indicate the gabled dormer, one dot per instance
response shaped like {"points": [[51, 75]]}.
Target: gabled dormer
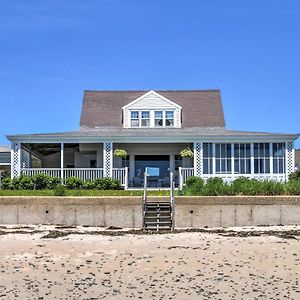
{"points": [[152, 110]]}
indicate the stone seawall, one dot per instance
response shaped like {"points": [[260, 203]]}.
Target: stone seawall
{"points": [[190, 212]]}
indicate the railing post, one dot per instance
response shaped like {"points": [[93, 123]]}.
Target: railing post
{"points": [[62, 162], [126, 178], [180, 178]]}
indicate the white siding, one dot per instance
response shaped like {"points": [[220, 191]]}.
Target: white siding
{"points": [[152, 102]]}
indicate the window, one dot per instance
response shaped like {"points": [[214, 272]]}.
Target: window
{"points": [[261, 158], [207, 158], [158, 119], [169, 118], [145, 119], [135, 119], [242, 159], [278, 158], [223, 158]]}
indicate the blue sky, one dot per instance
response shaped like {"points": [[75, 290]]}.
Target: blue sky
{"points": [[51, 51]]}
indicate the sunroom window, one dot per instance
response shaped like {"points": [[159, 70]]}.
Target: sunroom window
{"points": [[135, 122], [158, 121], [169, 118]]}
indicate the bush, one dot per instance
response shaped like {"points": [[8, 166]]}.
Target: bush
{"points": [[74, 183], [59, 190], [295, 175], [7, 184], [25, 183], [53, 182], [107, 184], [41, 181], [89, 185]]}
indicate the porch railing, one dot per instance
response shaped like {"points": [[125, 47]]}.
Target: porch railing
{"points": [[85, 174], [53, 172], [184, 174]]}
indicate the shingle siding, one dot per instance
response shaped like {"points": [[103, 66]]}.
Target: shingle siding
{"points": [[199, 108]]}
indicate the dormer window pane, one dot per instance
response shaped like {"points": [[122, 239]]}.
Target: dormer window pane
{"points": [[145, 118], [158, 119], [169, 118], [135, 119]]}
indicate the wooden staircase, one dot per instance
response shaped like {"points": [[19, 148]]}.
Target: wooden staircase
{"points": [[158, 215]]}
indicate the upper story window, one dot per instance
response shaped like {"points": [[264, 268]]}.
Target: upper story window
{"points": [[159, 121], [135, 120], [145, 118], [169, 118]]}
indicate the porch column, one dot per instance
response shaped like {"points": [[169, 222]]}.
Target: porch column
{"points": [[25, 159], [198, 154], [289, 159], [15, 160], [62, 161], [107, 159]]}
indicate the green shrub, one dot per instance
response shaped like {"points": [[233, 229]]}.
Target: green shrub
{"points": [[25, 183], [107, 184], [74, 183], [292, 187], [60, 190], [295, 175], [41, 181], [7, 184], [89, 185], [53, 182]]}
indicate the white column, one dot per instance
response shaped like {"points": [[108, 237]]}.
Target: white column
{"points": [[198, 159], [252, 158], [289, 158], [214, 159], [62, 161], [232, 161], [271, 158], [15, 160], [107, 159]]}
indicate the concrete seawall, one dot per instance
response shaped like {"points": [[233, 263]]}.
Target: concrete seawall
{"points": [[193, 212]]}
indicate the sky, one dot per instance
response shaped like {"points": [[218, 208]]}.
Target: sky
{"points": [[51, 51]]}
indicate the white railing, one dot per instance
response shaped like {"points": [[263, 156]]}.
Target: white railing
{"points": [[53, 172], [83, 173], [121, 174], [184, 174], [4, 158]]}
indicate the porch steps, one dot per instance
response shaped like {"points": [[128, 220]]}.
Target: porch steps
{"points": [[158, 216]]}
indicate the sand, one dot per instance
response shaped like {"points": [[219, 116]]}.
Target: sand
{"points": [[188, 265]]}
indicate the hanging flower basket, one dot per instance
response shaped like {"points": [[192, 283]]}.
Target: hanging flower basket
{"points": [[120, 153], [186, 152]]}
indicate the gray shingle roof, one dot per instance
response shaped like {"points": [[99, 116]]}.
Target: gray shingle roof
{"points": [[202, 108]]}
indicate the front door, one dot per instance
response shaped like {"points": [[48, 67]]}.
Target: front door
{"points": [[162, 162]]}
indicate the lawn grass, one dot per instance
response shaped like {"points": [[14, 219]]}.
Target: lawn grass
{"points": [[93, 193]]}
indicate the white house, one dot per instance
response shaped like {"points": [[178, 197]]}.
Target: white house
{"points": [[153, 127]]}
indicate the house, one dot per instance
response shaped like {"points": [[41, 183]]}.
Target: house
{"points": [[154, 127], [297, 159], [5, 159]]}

THE PROBLEM →
Output the entries verbatim, skipping images.

EXPECTED ANSWER →
indicate the gabled dormer, one dot per instance
response shaped like {"points": [[51, 75]]}.
Target: gabled dormer
{"points": [[152, 110]]}
indicate the stone seawall, one dot per instance
response shaped like {"points": [[260, 203]]}.
Target: stone seawall
{"points": [[190, 212]]}
indicate the railing post, one dot per instance
response shaped like {"points": [[93, 123]]}.
Target: railing post
{"points": [[62, 162], [126, 178], [180, 178]]}
indicate the white siding, one dot per instance
response shaped like {"points": [[220, 191]]}.
Target: white siding
{"points": [[152, 102]]}
indicate the window, one dot per instance
response shaped like {"points": [[214, 272]]}.
Target: window
{"points": [[261, 158], [207, 158], [158, 119], [169, 118], [145, 119], [135, 119], [242, 159], [278, 158], [223, 158]]}
indicate the blue sky, one dot per instance
response shaped like {"points": [[75, 290]]}.
Target: blue sky
{"points": [[51, 51]]}
indicate the sunroom window, one dot per instance
response shaped like {"points": [[159, 70]]}.
Target: sunroom window
{"points": [[135, 122], [158, 121], [169, 118]]}
indicate the bush, one dot per instance
response shaped like {"points": [[8, 166]]}.
Target: bush
{"points": [[74, 183], [59, 190], [295, 175], [7, 184], [25, 183], [53, 182], [107, 184], [41, 181], [89, 185]]}
indicate the porch railing, one dot per instance
response shaped like {"points": [[125, 47]]}.
Target: porch railing
{"points": [[85, 174], [53, 172], [184, 174]]}
indicate the shingle siding, one dot per instance
response shaped like {"points": [[103, 66]]}.
Target: shingle siding
{"points": [[199, 108]]}
indicate the dormer window pane, one dot per instance
response shaped like {"points": [[122, 239]]}.
Target: dormer window pane
{"points": [[145, 118], [158, 119], [169, 118], [135, 119]]}
indicate the wooden staircase, one dot per instance
response shaped like {"points": [[19, 148]]}.
Target: wooden staircase
{"points": [[158, 215]]}
indicate the upper story window, one dot per instance
response shaped like {"points": [[264, 268]]}.
Target: upper story window
{"points": [[159, 121], [135, 120], [145, 118], [169, 118]]}
indicate the porch column, one dot per instance
response shaped like {"points": [[169, 222]]}.
Target: porch column
{"points": [[25, 159], [198, 154], [289, 159], [15, 160], [62, 161], [107, 159]]}
indicate the green shrub, one dot per instance
response shaped like {"points": [[233, 229]]}.
Target: green shrub
{"points": [[25, 183], [107, 184], [74, 183], [292, 187], [60, 190], [295, 175], [41, 181], [7, 184], [89, 185], [53, 182]]}
indicate the white column, one dot per instance
response shaped like {"points": [[108, 237]]}.
Target: white column
{"points": [[198, 159], [252, 158], [289, 158], [214, 159], [62, 161], [232, 161], [271, 158], [15, 160], [107, 159]]}
indicate the concrete seawall, one dot per instance
response shaped like {"points": [[233, 263]]}.
Target: concrete seawall
{"points": [[193, 212]]}
indicate the sky, one dot per instance
response shaped like {"points": [[218, 208]]}.
Target: sky
{"points": [[51, 51]]}
indicate the white railing, one dot per instance
response shaped like {"points": [[263, 156]]}.
Target: white railing
{"points": [[53, 172], [83, 173], [121, 174], [184, 174], [4, 158]]}
indicate the porch steps, one dot per instance
response shaped like {"points": [[128, 220]]}.
Target: porch steps
{"points": [[158, 216]]}
indicate the sand, one dot per instance
response shaped like {"points": [[219, 116]]}.
Target: sand
{"points": [[188, 265]]}
indicate the hanging flower basket, one dot per instance
response shaped like {"points": [[192, 283]]}.
Target: hanging flower basket
{"points": [[120, 153], [186, 152]]}
indicate the gray shingle roof, one dot per instance
response shaped like {"points": [[99, 116]]}.
Target: gray shingle roof
{"points": [[202, 108]]}
indicate the front door, one dot per instance
response shaped like {"points": [[48, 67]]}.
Target: front door
{"points": [[162, 162]]}
indicate the lawn grass, one dot per instance
response shaped like {"points": [[14, 219]]}.
Target: lawn grass
{"points": [[93, 193]]}
indicate the white house, one dot per instance
response shaped like {"points": [[178, 197]]}.
Target: white house
{"points": [[153, 127]]}
indicate the house, one dot per instance
response shaped like {"points": [[41, 183]]}.
Target: house
{"points": [[154, 127], [297, 159], [5, 159]]}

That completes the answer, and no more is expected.